(Dataset excerpt)
• • • •
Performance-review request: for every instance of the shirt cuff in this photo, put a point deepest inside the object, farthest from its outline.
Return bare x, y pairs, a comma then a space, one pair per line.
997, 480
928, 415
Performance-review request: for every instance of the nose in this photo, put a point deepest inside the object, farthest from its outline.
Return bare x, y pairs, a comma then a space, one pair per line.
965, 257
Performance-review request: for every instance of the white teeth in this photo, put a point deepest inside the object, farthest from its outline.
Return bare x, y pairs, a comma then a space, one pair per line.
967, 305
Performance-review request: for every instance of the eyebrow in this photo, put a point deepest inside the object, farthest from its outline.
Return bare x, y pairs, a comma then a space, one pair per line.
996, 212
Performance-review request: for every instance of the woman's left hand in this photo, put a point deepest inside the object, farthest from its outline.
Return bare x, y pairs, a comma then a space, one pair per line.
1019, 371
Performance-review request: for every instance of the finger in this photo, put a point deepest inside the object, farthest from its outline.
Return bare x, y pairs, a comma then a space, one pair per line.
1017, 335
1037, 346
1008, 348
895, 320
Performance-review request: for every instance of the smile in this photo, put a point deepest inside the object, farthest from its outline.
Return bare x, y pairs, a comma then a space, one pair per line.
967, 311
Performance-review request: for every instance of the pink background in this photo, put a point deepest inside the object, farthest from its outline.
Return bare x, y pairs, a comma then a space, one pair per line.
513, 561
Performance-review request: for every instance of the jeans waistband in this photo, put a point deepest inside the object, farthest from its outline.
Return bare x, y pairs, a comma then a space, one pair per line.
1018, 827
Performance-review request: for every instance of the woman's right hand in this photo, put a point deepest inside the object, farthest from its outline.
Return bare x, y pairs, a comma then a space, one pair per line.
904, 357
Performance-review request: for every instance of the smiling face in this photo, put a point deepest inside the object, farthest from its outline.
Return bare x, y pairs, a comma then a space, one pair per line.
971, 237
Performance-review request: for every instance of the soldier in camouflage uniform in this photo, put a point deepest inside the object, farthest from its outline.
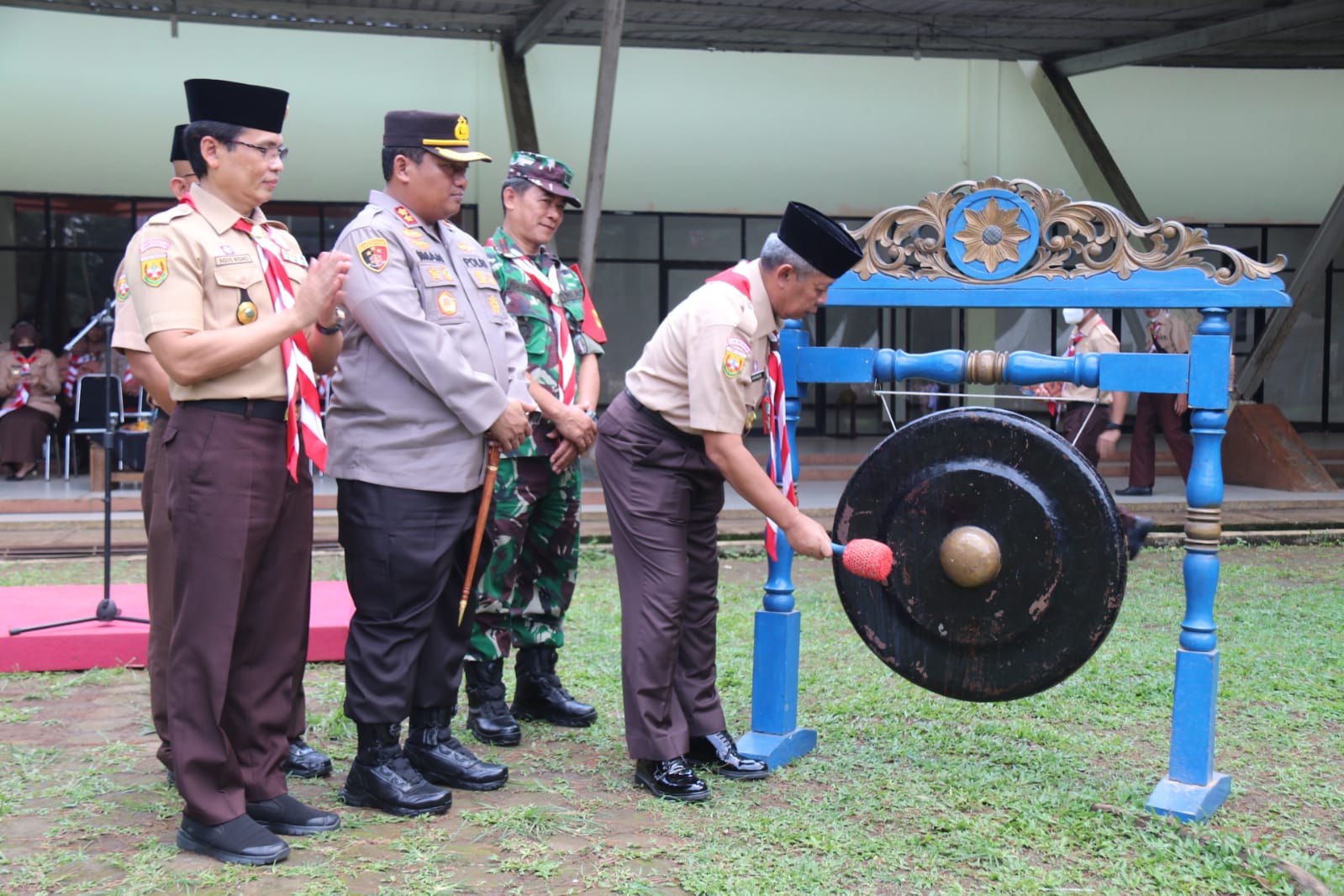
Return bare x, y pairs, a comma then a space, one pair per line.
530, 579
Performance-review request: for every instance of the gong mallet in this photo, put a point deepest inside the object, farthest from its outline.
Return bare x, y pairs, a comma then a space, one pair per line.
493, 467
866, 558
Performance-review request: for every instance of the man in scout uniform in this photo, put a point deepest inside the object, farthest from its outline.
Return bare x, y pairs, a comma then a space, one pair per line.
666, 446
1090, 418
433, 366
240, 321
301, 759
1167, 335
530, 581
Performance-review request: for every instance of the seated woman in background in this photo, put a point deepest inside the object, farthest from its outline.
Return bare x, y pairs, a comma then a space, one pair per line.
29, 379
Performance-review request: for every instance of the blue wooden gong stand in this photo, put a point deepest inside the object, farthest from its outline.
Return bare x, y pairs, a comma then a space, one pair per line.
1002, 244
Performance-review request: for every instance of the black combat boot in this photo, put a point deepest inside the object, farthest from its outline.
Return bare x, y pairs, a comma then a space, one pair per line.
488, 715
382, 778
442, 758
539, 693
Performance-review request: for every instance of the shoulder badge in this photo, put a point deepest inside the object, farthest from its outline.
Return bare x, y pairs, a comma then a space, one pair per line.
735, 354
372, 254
• • • •
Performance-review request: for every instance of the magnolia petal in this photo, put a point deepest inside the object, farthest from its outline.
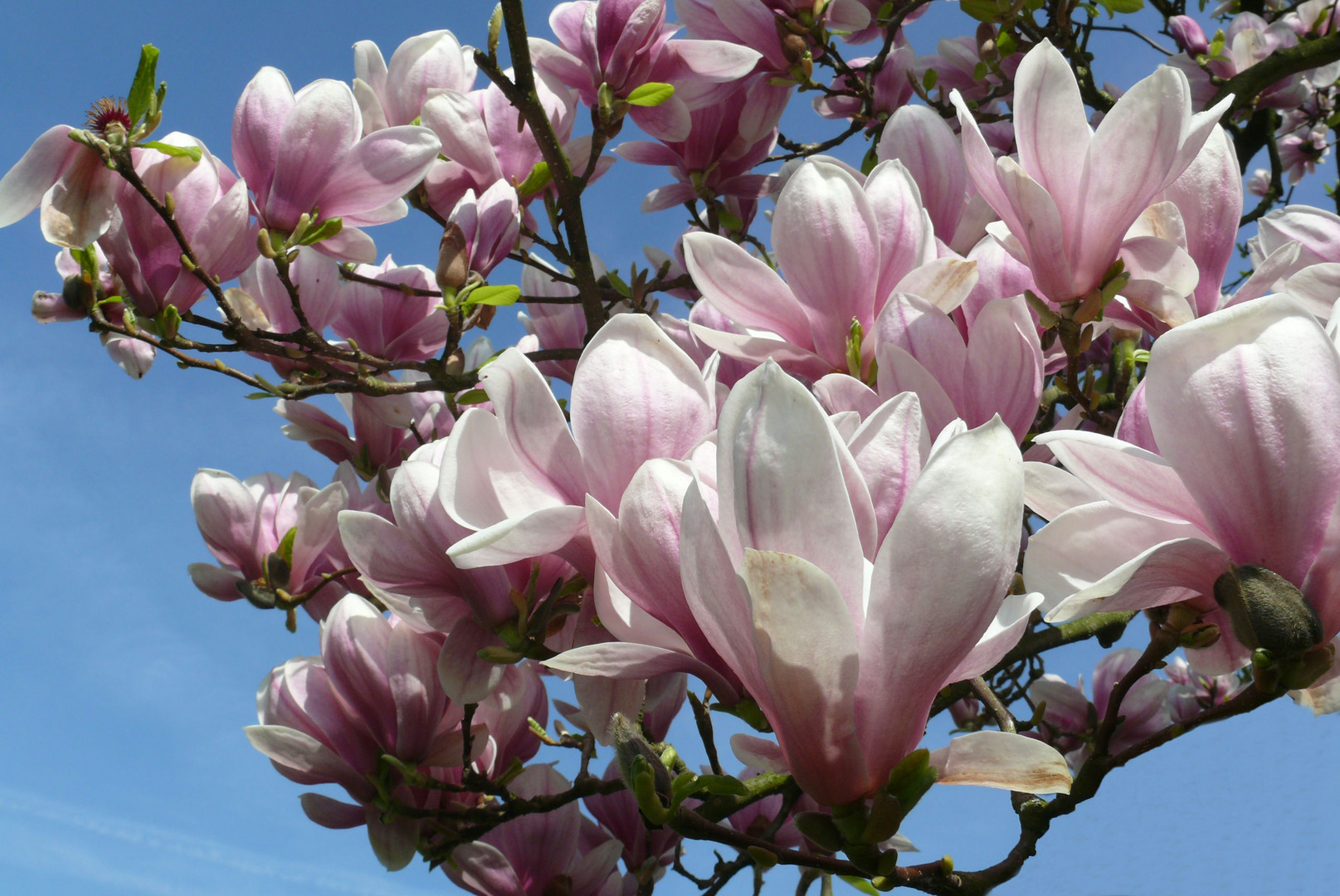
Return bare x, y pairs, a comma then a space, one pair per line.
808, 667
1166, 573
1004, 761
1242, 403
• • • •
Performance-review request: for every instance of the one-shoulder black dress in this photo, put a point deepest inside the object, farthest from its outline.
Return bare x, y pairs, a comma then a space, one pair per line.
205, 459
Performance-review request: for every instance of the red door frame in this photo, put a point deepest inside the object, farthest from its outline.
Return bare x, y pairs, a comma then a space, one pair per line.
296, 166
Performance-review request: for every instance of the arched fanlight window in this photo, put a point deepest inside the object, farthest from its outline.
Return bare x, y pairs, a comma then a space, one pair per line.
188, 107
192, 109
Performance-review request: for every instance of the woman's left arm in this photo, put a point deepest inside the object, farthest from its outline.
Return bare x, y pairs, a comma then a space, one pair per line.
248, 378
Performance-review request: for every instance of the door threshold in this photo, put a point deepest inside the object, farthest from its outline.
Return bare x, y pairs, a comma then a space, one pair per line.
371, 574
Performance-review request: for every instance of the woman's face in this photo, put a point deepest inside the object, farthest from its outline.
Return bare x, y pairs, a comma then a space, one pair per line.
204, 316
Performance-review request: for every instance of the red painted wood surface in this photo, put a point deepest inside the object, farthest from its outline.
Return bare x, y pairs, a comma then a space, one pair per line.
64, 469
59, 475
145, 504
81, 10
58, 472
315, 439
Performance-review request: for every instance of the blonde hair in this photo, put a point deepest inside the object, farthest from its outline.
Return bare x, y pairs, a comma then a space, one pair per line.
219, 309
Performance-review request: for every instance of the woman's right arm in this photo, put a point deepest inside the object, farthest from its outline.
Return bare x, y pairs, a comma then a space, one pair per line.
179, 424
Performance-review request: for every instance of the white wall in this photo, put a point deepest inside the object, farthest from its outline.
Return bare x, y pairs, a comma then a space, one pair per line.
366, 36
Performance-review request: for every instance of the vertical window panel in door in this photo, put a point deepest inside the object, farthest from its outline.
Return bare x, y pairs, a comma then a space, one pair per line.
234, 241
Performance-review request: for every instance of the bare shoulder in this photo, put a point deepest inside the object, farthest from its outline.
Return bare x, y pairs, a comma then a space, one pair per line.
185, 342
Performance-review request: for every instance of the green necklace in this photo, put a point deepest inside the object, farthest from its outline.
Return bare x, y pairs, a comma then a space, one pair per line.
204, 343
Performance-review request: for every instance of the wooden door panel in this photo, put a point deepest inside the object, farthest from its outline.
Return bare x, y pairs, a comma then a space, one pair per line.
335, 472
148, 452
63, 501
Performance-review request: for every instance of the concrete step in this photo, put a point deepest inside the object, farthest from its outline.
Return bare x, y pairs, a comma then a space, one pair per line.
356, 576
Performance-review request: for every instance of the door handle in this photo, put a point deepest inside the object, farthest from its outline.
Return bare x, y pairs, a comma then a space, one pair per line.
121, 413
• • • •
> Work to be completed:
Find every line in the rows above that contains the word "wooden", matching case exactly, and copy each one out in full.

> Exercise response:
Performance-review request: for every instance of the blue wooden gong stand in this photo, put a point deepest inside the object, farthest from its outline.
Performance-review request: for every instance of the wooden door panel in this photo, put a point deepest inside the object, farthest from its outline.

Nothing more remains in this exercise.